BEGIN Record set
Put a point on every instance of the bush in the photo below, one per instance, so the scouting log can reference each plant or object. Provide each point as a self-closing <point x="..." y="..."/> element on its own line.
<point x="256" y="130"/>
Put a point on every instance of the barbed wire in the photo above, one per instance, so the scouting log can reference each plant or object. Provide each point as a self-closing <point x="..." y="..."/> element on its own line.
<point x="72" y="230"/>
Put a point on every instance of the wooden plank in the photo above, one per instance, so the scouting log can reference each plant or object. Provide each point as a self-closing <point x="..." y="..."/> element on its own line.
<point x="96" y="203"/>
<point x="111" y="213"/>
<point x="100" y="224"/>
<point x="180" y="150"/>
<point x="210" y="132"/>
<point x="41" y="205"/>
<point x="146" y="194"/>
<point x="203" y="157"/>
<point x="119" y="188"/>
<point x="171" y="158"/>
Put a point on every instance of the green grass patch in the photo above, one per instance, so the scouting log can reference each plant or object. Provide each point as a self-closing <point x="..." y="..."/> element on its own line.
END Record set
BEGIN Record set
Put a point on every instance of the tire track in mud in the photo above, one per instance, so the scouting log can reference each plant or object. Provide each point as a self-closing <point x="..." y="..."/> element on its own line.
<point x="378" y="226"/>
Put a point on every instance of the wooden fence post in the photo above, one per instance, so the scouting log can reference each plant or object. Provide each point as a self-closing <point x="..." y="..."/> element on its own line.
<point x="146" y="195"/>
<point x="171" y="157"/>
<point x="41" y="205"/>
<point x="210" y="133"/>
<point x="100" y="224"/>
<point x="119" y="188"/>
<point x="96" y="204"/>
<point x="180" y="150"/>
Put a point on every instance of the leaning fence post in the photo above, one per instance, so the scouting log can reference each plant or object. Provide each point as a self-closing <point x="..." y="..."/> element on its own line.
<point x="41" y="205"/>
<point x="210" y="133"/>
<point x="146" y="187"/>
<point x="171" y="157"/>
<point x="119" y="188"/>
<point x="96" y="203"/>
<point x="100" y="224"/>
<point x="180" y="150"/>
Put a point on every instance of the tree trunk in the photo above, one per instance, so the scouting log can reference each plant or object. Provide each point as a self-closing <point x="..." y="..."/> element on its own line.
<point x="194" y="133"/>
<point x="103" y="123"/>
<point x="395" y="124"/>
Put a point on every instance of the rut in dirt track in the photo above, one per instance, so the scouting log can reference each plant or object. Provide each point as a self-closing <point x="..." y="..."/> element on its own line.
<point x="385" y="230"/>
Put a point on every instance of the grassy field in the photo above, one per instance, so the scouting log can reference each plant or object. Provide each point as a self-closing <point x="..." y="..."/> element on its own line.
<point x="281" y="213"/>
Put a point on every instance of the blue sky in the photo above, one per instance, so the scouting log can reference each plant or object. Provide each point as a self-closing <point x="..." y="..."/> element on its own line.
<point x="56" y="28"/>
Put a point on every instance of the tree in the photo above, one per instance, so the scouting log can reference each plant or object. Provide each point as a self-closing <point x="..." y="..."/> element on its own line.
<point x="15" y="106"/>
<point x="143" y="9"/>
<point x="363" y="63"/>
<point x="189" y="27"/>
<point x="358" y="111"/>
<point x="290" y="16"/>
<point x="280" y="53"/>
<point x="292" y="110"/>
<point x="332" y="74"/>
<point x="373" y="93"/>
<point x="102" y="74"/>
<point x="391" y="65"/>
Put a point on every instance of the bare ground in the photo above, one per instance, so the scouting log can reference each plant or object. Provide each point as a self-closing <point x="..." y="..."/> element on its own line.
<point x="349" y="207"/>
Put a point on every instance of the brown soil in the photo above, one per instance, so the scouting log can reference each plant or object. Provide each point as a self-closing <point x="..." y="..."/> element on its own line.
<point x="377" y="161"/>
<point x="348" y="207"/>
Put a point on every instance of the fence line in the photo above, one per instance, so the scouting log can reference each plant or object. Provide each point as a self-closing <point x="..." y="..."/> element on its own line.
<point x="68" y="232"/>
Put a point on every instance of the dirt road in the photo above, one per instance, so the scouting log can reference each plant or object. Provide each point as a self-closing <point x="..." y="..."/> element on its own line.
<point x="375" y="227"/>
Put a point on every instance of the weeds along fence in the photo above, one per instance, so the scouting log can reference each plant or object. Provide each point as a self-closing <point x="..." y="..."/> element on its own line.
END Record set
◆ **Exercise details**:
Count the lines in the entries that contain the word "along", treating uppercase and lowercase as different, and reply with only the number.

◆ **Answer to the exercise**:
1